--- Given passage ---
* * * * * * * * *

Files
prawn/README.md
2025-07-03 20:39:41 +02:00

1.4 KiB

prawn

logo

prawn is an extremely fast Rust web scraper that downloads a webpage's HTML and all linked CSS and JS resources, saving them into a local folder for offline use.

Features

  • High-performance: Uses reqwest (with connection pooling), tokio, and rayon for parallelism.
  • CLI tool: Accepts a URL as an argument.
  • Downloads and parses HTML as fast as possible.
  • Extracts and concurrently downloads all <link rel="stylesheet"> and <script src="..."> resources.
  • Rewrites HTML to point to local files and saves it as saved_site/index.html.
  • All CSS and JS files are saved into saved_site/css/ and saved_site/js/ respectively.

Usage

cargo run -- https://example.com

This will download the HTML, CSS, and JS concurrently and save them to ./saved_site/ within seconds.

Constraints

  • Uses async Rust (tokio) for HTTP I/O and rayon or futures for concurrent downloads.
  • Uses scraper for fast DOM-like parsing.
  • No GUI dependencies or headless browsers (pure HTTP and HTML/CSS/JS).
  • Avoids unsafe code unless absolutely justified and documented.
  • Minimizes unnecessary allocations or cloning.

License

MIT

* * * * * * * * *

Point-based annotation data
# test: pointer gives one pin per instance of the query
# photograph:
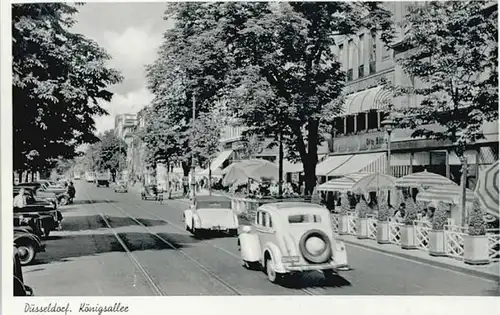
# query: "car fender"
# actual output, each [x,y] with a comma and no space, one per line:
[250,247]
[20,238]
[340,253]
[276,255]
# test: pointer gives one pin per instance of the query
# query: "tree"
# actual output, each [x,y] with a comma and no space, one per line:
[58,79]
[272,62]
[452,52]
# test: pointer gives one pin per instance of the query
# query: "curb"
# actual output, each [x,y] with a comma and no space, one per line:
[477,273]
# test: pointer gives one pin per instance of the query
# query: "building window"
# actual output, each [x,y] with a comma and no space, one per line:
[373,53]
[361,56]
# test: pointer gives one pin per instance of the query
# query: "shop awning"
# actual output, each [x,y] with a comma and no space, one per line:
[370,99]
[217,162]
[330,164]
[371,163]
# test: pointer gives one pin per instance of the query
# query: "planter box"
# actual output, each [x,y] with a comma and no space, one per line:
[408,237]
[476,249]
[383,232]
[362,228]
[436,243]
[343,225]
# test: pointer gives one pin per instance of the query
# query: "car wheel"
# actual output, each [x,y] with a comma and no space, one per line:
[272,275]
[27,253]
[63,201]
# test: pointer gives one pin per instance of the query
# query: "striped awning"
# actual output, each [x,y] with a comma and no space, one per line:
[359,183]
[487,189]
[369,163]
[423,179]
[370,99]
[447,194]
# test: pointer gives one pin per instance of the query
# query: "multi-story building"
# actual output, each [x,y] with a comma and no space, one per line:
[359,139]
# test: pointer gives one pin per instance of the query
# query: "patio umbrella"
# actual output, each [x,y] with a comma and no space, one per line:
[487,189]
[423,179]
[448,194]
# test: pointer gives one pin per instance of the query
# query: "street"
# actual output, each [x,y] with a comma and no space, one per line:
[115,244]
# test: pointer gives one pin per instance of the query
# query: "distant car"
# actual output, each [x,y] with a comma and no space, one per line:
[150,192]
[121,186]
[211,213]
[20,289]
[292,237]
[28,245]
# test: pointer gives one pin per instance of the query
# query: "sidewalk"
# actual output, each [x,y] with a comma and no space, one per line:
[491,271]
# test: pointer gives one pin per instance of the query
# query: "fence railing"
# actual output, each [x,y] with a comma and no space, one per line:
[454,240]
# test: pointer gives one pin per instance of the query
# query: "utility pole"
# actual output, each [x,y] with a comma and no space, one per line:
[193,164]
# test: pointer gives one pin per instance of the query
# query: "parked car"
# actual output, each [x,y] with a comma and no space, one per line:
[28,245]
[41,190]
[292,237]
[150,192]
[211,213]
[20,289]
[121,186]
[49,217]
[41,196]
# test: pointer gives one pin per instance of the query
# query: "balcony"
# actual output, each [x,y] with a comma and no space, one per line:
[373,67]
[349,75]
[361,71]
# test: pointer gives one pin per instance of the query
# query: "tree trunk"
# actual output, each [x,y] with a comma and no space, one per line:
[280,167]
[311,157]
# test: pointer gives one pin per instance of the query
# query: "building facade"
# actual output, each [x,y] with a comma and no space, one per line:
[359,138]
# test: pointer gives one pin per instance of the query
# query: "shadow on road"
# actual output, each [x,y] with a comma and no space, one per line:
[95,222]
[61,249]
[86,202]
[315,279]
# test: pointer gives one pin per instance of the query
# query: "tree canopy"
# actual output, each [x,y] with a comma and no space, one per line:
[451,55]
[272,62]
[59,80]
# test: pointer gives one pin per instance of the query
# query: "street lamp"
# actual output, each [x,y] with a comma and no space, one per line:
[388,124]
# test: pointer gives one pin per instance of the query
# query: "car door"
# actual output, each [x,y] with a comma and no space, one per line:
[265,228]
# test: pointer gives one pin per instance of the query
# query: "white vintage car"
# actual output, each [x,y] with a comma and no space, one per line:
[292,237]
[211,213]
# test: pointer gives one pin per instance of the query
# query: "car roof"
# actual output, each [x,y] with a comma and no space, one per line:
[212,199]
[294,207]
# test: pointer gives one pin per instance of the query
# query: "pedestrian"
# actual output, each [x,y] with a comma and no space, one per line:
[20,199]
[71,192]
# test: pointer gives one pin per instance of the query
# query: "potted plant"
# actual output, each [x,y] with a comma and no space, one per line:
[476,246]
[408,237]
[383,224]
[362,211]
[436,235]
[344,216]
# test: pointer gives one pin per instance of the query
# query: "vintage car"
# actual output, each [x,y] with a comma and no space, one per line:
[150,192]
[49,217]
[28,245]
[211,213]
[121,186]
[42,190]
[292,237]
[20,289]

* * * * * * * * *

--- Work to be completed ---
Can you transcribe everything in the prawn README above from "Constraints" down to "justified and documented."?

--- Response ---
Constraints

  • Uses async Rust (tokio) for HTTP I/O and rayon or futures for concurrent downloads.
  • Uses scraper for fast DOM-like parsing.
  • No GUI dependencies or headless browsers (pure HTTP and HTML/CSS/JS).
  • Avoids unsafe code unless absolutely justified and documented.